Short exercise 1: Duplicate the part of the notes on Tokyo Cancelled starting at "The nineteenth century" and ending at "Weidenfeld & Nicholson, 2001).".

Here are "footnotes" to some of the stories in Tokyo Cancelled. More extensive background to the book, including press reviews, can be seen here.

The House of the Frankfurt Mapmaker

The hallucinogenic nature of this story of a Turkish immmigrant to Germany owes a lot to Nancy Scheper-Hughes' fascinating analysis of the structure of "superstition" in Brazilian shantytowns - particularly of the "urban legends" pertaining to organ stealing:

Organ Stealing: Fact, Fantasy, Conspiracy or Urban Legend?

Such legends are very complex, and it is difficult to answer the question of their "truth"; but, whatever else they do, they clearly dramatize a number of fears that are more general, and that range from the highly abstract to the very real and bodily. Recent media reports of similar stories arising in different places can be seen here:

The "monkey man" of Delhi (May 2001):
Mysterious "Monkey Man" Strikes Delhi
Chaos in Delhi: Monkey Man

The demon rapist of Tanzania (May 2005):
Belief in Sex-Mad Demon Tests Nerves in Zanzibar

The nineteenth century generated a lot of these legends in Europe. Among all the reasons for this was the real phenomenon of "bodysnatching" for dissection. Though this mainly involved seizing freshly-buried bodies from graveyards, it could also, as in the notorious case of William Burke and William Hare, involve serial murder. All this is described in Ruth Richardson's Death, Dissection and the Destitute: The Politics of the Corpse in Pre-Victorian Britain (London: Weidenfeld & Nicholson, 2001).

More current in modern western societies, however, is the other perspective. My story makes reference to some of the celebrated African "curiosities" taken around World Fairs and other celebrations of modernity - people whose particular place in modernity made them subject to its most pornographically violent aspects. Since no one was very interested in the subjectivity of these people we have little idea how they tried to represent this reality to themselves, and we remain in the situation of the observer-perpetrators. For further reading about some of these (heartbreaking) stories:

Ota Benga:
The Case of Ota Benga
Ota Benga: The Story of the Pygmy on Display in a Zoo

Sara Baartman:
Exhibiting "Others" in the West
The Life and Times of Sara Baartman

The Store on Madison Avenue

Inspired by a traditional folktale from south India, which you can read here:

The Rendezvous in Istanbul

This story owes a lot to the fascinating research carried out by Deniz Yükseker into the workings of the clothing market of Laleli in Istanbul. A lot of research into "informal" markets centres on the issue of trust which is a prerequisite for credit when creditors do not have recourse to any system of penalties if a debt is not honoured. Yükseker's research described how merchants, mostly women, from the former USSR forged these bonds of trust with sellers in Istanbul. A summary of this aspect of things can be found here:

"Embedding" Trust in a Transnational Trade Network

Riad's life as a sailor owes a lot to Allan Sekula's Fish Story, a spectacular cycle of photographs and essays about maritime lives and industries that I recommend to all. I was also very indebted to the installation by the Italian collective Multiplicity at Documenta 11, "A Journey Through a Solid Sea", which presented the 1996 sinking in the Mediterranean of a fishing boat, sailing under the Maltese flag, with 283 Pakistani, Indian and Sri Lankan clandestine refugees on board.

Record extracts:
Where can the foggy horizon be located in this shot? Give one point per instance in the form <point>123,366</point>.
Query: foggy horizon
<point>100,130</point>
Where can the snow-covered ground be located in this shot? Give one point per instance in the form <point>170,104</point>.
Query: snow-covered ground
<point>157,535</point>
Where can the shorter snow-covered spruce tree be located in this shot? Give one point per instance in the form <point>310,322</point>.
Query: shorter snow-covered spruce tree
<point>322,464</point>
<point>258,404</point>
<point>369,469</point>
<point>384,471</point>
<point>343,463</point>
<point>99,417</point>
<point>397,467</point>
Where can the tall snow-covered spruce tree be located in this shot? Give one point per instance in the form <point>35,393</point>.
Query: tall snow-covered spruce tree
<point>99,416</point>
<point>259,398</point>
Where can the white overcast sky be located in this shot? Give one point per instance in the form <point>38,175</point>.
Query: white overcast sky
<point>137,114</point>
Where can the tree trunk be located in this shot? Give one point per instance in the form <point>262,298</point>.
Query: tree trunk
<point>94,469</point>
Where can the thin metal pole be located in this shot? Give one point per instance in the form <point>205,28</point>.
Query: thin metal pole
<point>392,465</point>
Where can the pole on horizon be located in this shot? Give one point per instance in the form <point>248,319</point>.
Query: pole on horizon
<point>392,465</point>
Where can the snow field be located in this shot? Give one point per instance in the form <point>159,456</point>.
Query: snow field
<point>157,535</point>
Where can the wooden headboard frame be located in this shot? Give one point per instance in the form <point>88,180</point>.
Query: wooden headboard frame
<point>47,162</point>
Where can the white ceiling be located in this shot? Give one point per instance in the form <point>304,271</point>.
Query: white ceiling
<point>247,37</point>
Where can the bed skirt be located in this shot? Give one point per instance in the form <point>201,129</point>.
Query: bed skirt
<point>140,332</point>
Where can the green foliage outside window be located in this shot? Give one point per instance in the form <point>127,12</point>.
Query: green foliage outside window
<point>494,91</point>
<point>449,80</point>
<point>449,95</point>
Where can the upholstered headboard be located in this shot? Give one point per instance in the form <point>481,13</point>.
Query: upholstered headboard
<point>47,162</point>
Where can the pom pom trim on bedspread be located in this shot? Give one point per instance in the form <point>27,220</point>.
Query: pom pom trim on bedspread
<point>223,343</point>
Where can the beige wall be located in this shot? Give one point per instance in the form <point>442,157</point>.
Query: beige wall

Short exercise 2: Set down, word for word, only the lines of the records starting at the line that contains "Where can the pole" and ending at the line that contains "<point>223,343</point>", with both of those lines included.

Full answer 1:
The nineteenth century generated a lot of these legends in Europe. Among all the reasons for this was the real phenomenon of "bodysnatching" for dissection. Though this mainly involved seizing freshly-buried bodies from graveyards, it could also, as in the notorious case of William Burke and William Hare, involve serial murder. All this is described in Ruth Richardson's Death, Dissection and the Destitute: The Politics of the Corpse in Pre-Victorian Britain (London: Weidenfeld & Nicholson, 2001).

Full answer 2:
Where can the pole on horizon be located in this shot? Give one point per instance in the form <point>248,319</point>.
Query: pole on horizon
<point>392,465</point>
Where can the snow field be located in this shot? Give one point per instance in the form <point>159,456</point>.
Query: snow field
<point>157,535</point>
Where can the wooden headboard frame be located in this shot? Give one point per instance in the form <point>88,180</point>.
Query: wooden headboard frame
<point>47,162</point>
Where can the white ceiling be located in this shot? Give one point per instance in the form <point>304,271</point>.
Query: white ceiling
<point>247,37</point>
Where can the bed skirt be located in this shot? Give one point per instance in the form <point>201,129</point>.
Query: bed skirt
<point>140,332</point>
Where can the green foliage outside window be located in this shot? Give one point per instance in the form <point>127,12</point>.
Query: green foliage outside window
<point>494,91</point>
<point>449,80</point>
<point>449,95</point>
Where can the upholstered headboard be located in this shot? Give one point per instance in the form <point>481,13</point>.
Query: upholstered headboard
<point>47,162</point>
Where can the pom pom trim on bedspread be located in this shot? Give one point per instance in the form <point>27,220</point>.
Query: pom pom trim on bedspread
<point>223,343</point>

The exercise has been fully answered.